Passage shown:
The text of John 1:1 has a sordid past and a myriad of interpretations. With the Greek alone, we can create empathic, orthodox, creed-like statements, or we can commit pure and unadulterated heresy. From the point of view of early church history, heresy develops when a misunderstanding arises concerning Greek articles, the predicate nominative, and grammatical word order. The early church heresy of Sabellianism understood John 1:1c to read, "and the Word was the God." The early church heresy of Arianism understood it to read, "and the word was a God."
— David A. Reed

There are two issues affecting the translating of the verse, 1) theology and 2) proper application of grammatical rules. The commonly held theology that Jesus is God may lead one to believe that the proper way to render the verse is the traditional rendering. The opposing theology that Jesus is subordinate to God as his Chief agent may lead to the conclusion that "... a god" or "... divine" is the proper rendering. This highlights the importance of understanding and applying the proper grammatical rules to any translation to avoid bias.

Augustine of Hippo discusses John 1:1–2 in connection with ambiguities caused by punctuation rather than vocabulary. In De doctrina christiana he contrasts the reading In principio erat Verbum, et Verbum erat apud Deum, et Deus erat Verbum. Hoc erat in principio apud Deum with what he calls a "heretical pointing", In principio erat verbum, et verbum erat apud Deum, et Deus erat. Verbum hoc erat in principio apud Deum, which leaves the wording unchanged but alters the pause so that the clause "and the Word was God" no longer appears as a single unit. Augustine interprets this alternative as motivated by an unwillingness to confess that the Word is God and maintains that, in light of the Church's "rule of faith" and its teaching on the equality of the Trinity, the verse should instead be read with the predicate in the form et Deus erat verbum followed by hoc erat in principio apud Deum.

Problem to solve:
Pick up the passage on translating John 1:1 where it stops and carry it forward. The lines that come next have no part in this.

Data:
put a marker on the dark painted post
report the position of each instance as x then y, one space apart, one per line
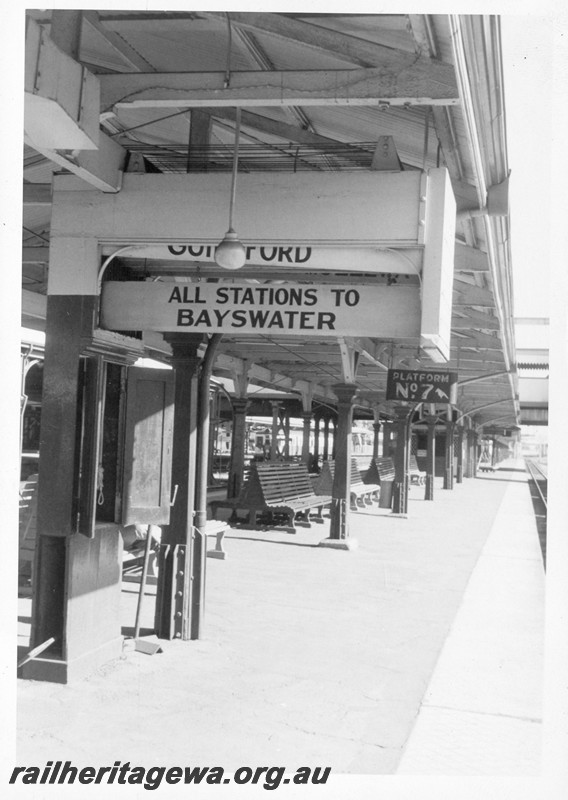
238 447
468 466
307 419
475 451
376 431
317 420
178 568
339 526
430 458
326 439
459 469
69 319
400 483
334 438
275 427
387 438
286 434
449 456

--

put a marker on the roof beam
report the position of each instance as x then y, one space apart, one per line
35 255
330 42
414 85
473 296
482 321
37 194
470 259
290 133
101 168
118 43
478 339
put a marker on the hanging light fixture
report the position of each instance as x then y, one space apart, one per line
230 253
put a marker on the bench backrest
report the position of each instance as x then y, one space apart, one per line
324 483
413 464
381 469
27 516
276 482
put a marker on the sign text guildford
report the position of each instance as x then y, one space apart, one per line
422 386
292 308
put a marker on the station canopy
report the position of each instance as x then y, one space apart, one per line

Task output:
===The Greek Article===
The Greek article is often translated the, which is the English definite article, but it can have a range of meanings that can be quite different from those found in English, and require context to interpret. Ancient Greek does not have an indefinite article like the English word a, and nominatives without articles can have a range of meanings that require context to interpret. In John 1:1c, "Theos" is a predicate nominative but has no article. Thus, it is called an anarthrous predicate, and makes translation more challenging.

=== Colwell's Rule ===
Some interpreters use Colwell's rule which says that a definite predicate which is before the verb "to be" usually does not have the definite article. This tentative formulation addresses whether a definite predicate nominative uses a definite article, but does not determine if a predicate nominative is definite. E. C. Colwell doesn't address in depth how to identify whether an anarthrous predicate is either definite, indefinite or qualitative, which needs to be determined from context. Ernest Cadman Colwell writes:

The opening verse of John's Gospel contains one of the many passages where this rule suggests the translation of a predicate as a definite noun. Καὶ θεὸς ἦν ὁ λόγος [Kaì theòs ên ho lógos] looks much more like "And the Word was God" than "And the Word was divine" when viewed with reference to this rule. The absence of the article does not make the predicate indefinite or qualitative when it precedes the verb, it is indefinite in this position only when the context demands it. The context makes no such demand in the Gospel of John, for this statement cannot be regarded as strange in the prologue of the gospel which reaches its climax in the confession of Thomas [Footnote: John 20:28].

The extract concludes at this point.